### The problem
Locate each line in the records below that contains the string "green", and copy every such line. Uppercase and lowercase letters are treated as distinct.

### Information supplied

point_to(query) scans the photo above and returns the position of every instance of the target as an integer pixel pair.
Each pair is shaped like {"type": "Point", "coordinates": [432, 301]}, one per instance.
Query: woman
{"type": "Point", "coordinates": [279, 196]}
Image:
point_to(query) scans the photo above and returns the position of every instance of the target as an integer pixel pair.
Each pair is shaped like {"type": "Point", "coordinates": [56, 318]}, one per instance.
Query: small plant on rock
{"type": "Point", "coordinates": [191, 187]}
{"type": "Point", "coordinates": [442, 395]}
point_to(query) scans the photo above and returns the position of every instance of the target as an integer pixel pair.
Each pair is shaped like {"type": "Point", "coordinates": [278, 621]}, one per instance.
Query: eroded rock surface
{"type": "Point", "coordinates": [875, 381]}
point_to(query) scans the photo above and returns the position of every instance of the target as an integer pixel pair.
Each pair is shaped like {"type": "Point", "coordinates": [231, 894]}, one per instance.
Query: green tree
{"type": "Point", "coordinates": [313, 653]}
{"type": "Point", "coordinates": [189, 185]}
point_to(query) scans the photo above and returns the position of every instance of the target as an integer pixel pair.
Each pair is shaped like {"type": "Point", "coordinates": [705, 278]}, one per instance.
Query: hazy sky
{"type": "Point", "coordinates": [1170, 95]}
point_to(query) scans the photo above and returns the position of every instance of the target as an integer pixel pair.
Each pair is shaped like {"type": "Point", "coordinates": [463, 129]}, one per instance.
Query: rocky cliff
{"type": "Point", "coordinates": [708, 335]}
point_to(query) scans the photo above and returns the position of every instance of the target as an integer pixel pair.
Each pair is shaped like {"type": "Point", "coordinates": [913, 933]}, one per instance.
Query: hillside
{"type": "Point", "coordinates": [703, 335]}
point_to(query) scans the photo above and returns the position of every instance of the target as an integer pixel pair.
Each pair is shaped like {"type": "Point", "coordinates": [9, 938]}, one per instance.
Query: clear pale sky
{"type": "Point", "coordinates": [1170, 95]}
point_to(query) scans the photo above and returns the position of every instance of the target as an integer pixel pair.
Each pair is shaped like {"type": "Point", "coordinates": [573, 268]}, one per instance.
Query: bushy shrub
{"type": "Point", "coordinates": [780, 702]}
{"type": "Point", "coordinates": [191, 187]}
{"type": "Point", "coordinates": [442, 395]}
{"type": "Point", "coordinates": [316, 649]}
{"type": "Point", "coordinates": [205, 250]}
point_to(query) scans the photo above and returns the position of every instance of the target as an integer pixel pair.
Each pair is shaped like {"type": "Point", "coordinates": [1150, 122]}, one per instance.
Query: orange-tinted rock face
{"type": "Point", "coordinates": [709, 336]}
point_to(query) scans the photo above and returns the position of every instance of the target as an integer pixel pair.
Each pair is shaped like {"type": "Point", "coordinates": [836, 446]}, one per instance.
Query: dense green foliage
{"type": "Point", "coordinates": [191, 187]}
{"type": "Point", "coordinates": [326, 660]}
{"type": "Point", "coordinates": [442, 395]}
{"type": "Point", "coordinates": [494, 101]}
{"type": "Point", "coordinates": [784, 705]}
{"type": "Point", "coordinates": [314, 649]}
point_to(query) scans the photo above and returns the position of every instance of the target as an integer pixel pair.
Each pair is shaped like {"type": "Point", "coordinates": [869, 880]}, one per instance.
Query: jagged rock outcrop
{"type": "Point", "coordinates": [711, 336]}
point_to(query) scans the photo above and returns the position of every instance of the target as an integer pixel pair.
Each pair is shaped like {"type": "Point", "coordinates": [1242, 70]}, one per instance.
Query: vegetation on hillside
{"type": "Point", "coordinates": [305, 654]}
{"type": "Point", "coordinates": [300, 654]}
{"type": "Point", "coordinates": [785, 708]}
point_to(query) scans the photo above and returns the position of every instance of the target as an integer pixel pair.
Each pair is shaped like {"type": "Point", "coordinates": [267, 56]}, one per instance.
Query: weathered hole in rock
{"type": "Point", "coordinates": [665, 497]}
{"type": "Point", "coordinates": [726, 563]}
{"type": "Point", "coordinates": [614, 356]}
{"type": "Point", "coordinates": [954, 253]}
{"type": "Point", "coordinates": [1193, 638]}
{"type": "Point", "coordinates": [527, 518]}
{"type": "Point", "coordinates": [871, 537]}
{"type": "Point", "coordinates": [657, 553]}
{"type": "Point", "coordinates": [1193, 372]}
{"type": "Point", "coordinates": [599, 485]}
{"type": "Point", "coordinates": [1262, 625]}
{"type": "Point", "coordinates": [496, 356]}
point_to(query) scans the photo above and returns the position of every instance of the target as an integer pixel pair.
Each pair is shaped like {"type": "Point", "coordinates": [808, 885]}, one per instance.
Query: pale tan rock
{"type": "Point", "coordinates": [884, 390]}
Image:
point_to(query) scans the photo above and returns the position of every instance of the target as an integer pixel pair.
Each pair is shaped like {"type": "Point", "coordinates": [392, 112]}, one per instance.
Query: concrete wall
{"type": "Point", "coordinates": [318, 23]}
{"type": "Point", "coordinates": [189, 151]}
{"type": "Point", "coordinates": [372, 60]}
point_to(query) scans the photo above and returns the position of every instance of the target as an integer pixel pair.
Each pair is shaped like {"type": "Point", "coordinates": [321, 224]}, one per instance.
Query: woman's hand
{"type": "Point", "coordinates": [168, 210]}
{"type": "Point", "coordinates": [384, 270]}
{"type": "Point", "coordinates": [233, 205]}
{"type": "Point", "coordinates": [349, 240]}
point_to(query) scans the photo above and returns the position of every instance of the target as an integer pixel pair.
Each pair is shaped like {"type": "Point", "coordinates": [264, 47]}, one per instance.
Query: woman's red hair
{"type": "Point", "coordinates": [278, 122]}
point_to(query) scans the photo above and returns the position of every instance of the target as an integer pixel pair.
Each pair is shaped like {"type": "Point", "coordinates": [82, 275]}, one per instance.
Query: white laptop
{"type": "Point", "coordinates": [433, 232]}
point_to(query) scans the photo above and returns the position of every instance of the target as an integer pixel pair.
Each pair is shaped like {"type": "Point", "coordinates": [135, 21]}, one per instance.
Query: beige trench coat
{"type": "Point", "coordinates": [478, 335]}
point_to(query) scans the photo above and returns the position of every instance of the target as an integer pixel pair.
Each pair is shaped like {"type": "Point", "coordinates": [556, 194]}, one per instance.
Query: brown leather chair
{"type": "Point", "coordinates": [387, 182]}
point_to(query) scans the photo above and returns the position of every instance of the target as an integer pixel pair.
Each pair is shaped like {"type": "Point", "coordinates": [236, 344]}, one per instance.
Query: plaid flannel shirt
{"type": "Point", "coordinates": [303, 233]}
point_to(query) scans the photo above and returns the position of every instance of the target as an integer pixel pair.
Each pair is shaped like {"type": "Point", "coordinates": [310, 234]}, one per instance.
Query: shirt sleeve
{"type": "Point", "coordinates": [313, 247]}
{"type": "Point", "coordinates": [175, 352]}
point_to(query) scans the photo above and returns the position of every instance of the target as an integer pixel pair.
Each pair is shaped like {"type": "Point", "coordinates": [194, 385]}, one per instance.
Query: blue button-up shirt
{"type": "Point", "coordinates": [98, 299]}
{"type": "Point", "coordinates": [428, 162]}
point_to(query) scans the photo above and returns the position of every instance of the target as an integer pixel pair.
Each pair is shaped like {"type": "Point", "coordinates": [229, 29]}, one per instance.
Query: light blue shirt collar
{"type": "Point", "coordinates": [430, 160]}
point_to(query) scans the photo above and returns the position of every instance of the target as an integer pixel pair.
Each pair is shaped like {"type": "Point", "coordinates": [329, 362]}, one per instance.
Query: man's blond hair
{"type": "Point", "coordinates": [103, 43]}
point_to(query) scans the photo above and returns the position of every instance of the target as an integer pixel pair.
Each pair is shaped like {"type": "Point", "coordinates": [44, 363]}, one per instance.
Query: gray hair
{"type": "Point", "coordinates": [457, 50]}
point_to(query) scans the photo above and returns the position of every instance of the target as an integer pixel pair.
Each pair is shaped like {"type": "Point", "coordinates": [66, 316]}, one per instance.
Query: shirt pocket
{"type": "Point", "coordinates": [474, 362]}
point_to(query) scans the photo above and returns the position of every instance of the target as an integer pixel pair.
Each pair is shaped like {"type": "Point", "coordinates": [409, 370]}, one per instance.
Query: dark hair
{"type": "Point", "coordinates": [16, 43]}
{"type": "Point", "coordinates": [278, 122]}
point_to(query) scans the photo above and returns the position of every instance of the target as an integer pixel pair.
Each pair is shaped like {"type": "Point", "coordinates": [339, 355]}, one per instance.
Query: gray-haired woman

### Answer to this task
Query: green tree
Query: dense green foliage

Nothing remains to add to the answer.